**VORGEGEBENER TEXT:**
^^^^^^^^
Holpriger Neustart der Luftfahrt-Branche
Von Lisa Schmelzer, Frankfurt
Seit 8. November ist die Luftfahrtwelt wieder in Ordnung. Denn seit Montag der vergangenen Woche kann wieder zwischen Europa und den USA gereist werden, und genau von diesen Transatlantikverbindungen sind große europäische Airlines wie Lufthansa wirtschaftlich stark abhängig. Was gut ist für Lufthansa, ist auch gut für den Flughafenbetreiber Fraport, denn an dessen größtem Standort in Frankfurt ist die deutsche Fluglinie der wichtigste Kunde. Nach der langen coronabedingten Durststrecke wittern Airlines und Flughäfen nun wieder Morgenluft, langsam füllen sich die Terminals und die Flugzeuge wieder. Langsam? Für die operativen Abläufe an den Flughäfen geht es dieser Tage vielmehr zu schnell – Verspätungen häufen sich, lange Warteschlagen bilden sich vor den Schaltern, und das Gepäck wird auch oft nicht so schnell ausgeladen wie vor der Pandemie. Fraport-CEO Stefan Schulte spricht von „operativen Herausforderungen“, Lufthansa-Chef Carsten Spohr verlagert lieber ein paar Flugzeuge nach München, um die Frankfurter zu entlasten. „Frankfurt kommt mit dem Wachstum gerade schwer zurecht“, so Spohr bei Vorlage der Neunmonats-zahlen Anfang November.
^^^^^^^^
**BEREITGESTELLTE DATEN:**
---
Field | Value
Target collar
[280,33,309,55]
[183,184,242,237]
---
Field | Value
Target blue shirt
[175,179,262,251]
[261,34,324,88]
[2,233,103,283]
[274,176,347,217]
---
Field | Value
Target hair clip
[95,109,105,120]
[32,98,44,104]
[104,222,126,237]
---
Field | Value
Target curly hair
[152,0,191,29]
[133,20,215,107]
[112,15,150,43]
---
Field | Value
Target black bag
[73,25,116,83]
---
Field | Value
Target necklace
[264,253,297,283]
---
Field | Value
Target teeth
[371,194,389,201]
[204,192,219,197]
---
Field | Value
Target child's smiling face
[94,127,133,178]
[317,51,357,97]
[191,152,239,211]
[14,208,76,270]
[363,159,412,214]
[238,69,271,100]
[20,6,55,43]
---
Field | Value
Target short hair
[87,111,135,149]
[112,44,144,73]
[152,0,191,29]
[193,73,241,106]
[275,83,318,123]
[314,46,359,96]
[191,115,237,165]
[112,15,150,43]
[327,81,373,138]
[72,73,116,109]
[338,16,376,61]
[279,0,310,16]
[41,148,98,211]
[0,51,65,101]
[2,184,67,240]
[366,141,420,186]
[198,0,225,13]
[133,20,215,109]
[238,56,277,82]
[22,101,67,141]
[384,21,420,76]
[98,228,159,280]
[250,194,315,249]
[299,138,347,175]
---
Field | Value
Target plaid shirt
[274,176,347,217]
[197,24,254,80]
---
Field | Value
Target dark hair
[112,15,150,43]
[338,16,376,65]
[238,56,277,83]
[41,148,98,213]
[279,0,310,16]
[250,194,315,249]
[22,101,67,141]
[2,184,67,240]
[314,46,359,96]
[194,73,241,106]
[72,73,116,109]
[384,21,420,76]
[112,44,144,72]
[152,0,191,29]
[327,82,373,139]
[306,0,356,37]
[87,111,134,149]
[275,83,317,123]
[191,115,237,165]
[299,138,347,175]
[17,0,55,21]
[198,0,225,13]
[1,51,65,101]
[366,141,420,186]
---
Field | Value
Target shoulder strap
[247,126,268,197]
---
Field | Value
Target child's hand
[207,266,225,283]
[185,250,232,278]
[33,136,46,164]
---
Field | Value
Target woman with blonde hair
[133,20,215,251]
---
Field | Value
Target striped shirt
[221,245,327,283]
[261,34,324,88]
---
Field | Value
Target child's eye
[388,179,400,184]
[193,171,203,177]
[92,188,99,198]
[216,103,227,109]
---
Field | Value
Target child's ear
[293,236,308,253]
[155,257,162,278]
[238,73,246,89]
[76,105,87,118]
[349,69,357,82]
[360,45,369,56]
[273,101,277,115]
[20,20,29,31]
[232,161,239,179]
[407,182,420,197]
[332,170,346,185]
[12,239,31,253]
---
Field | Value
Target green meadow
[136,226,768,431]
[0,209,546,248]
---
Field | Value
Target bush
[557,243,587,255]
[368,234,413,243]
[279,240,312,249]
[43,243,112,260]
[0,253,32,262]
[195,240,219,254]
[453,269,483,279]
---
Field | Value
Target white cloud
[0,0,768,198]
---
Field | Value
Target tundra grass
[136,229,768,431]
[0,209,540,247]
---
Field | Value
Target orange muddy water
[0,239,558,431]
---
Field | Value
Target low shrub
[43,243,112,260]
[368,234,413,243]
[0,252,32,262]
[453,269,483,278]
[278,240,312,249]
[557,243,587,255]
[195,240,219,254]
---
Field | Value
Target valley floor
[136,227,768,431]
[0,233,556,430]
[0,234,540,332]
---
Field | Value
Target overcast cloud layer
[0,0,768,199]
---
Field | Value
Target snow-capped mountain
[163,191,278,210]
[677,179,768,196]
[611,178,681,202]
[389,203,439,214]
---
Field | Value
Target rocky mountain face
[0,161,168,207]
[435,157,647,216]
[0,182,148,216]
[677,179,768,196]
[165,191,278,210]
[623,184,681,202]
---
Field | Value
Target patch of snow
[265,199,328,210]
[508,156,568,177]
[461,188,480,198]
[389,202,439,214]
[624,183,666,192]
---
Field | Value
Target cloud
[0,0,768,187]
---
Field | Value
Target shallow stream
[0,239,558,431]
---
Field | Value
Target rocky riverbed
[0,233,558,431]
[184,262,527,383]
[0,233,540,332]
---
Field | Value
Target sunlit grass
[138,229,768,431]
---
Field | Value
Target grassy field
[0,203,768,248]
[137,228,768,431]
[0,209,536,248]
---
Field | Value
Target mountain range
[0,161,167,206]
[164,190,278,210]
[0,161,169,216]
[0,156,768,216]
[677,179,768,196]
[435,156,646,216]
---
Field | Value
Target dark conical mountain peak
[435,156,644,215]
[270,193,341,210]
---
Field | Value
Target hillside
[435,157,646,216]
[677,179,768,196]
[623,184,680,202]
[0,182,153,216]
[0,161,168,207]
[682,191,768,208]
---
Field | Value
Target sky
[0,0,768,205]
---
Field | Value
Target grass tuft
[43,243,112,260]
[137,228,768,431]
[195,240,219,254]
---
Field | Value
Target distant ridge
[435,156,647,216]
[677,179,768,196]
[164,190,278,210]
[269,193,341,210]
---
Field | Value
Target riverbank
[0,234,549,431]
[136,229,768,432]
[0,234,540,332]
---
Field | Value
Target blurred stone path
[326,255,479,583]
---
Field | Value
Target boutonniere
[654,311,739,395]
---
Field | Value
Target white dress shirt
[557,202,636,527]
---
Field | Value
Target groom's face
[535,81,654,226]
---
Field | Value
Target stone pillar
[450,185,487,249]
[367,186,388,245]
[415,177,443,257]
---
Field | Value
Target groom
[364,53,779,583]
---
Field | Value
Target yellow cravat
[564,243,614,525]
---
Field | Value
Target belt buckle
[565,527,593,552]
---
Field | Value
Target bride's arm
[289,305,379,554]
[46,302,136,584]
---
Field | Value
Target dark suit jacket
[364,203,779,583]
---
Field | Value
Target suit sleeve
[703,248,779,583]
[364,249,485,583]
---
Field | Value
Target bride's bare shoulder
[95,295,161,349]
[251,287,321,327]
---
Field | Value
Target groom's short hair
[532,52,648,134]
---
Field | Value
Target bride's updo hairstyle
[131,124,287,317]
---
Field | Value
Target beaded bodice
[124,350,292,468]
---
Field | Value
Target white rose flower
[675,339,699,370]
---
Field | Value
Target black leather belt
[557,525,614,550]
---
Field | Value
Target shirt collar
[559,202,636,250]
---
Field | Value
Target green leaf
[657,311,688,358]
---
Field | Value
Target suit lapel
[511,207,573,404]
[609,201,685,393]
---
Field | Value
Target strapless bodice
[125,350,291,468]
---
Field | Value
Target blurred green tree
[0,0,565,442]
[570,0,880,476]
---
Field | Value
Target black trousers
^^^^^^^^
**ARBEITSANWEISUNG:**
Prüfe bitte, ob die folgenden Aussagen mit dem Text über den Neustart der Luftfahrt-Branche übereinstimmen. Antworte jeweils mit Ja oder Nein und zitiere wörtlich die entscheidende Stelle aus dem Text.
(a) Am Frankfurter Standort von Fraport ist Lufthansa der wichtigste Kunde.
(b) Carsten Spohr verlegt einige Flugzeuge von München nach Frankfurt.
(c) Das Gepäck wird derzeit schneller ausgeladen als vor der Pandemie.

**LÖSUNG:**
(a) Ja: „an dessen größtem Standort in Frankfurt ist die deutsche Fluglinie der wichtigste Kunde“
(b) Nein: „verlagert lieber ein paar Flugzeuge nach München, um die Frankfurter zu entlasten“
(c) Nein: „das Gepäck wird auch oft nicht so schnell ausgeladen wie vor der Pandemie“